>> Begin Records for this task

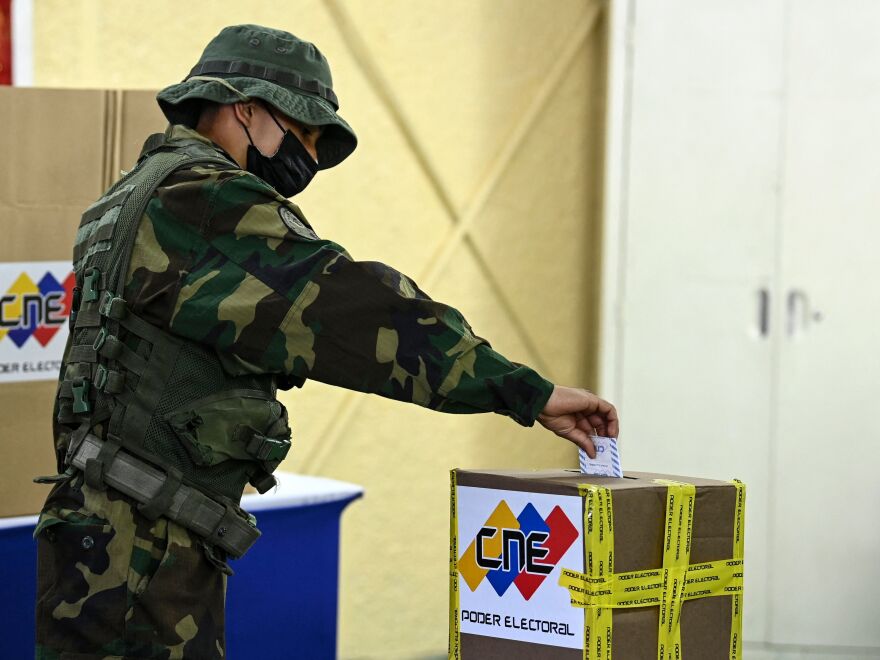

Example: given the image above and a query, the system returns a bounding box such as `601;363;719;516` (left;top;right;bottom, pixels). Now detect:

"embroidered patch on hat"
278;206;318;238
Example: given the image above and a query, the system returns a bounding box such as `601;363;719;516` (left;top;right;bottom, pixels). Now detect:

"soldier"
34;25;618;660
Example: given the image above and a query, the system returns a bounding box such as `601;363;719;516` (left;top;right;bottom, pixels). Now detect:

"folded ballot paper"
578;435;623;477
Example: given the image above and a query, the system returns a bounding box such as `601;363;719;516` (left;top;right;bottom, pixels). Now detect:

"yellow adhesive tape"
449;470;461;660
580;484;614;660
730;479;746;660
656;479;696;660
559;479;745;660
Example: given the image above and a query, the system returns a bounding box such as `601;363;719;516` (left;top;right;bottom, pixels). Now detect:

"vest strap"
138;468;183;520
250;470;278;495
71;433;260;559
83;440;122;490
70;305;102;328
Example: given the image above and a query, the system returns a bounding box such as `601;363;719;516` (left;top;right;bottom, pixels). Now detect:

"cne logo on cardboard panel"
456;485;584;649
0;262;76;382
458;500;578;600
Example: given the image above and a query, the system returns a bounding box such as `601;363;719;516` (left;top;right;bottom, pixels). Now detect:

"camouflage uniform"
35;23;553;660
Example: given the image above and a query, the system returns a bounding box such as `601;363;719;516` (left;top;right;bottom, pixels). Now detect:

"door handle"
758;288;770;337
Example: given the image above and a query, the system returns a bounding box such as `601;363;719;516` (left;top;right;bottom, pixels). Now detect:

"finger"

>> End Records for this task

Reproduce all of the data above word for word, leaving out the pictures.

▶ [Task solution]
Example: given the image above and a query, the system returns a bounding box such as `601;363;719;516` (left;top;right;bottom, pixels). Now detect:

"embroidered patch on hat"
278;206;318;238
Example: given the image above and a query, the system returns a bounding box such as `601;363;719;516` (left;top;right;bottom, pixels). Now detect:

"soldier"
34;25;618;660
Example: given the image above and a query, the system returns a bounding box such as `601;363;719;516` (left;top;right;bottom, pixels). Now detect:

"folded ballot paper"
578;435;623;477
Example: given the image above and a query, the system returns a bounding box such as `601;363;719;516` (left;top;right;bottom, pixels). Now detect:

"yellow adhesive tape"
449;470;461;660
580;484;614;660
730;479;746;660
656;479;696;660
559;479;745;660
Example: given the image above and a query, the system returns a bounding box such as `601;363;719;516` (left;top;right;bottom, pixels). Now detect:

"vest strap"
138;468;183;520
250;470;278;495
71;433;260;559
83;440;122;490
70;305;102;328
Example: given the image above and a query, the system returns a bounding box such as `601;363;719;516` (left;top;right;bottom, pixels). Now detect:

"cne logo on cardboard panel"
456;485;584;649
0;262;76;382
458;500;578;600
Example: given the image above and a query, the system returns a bounding box such as `601;363;719;516` (left;top;right;bottom, pixels). Now detect:

"camouflage uniform"
35;23;553;660
Example: given the image above and a query, the system returns a bounding box such as `601;363;719;516` (left;top;right;bottom, pixels). Now detect:

"door handle"
758;288;770;337
Example: given the image above and a query, the system returns a bounding box such as `601;363;719;516` (left;top;right;bottom, pixels). Now detect:

"finger"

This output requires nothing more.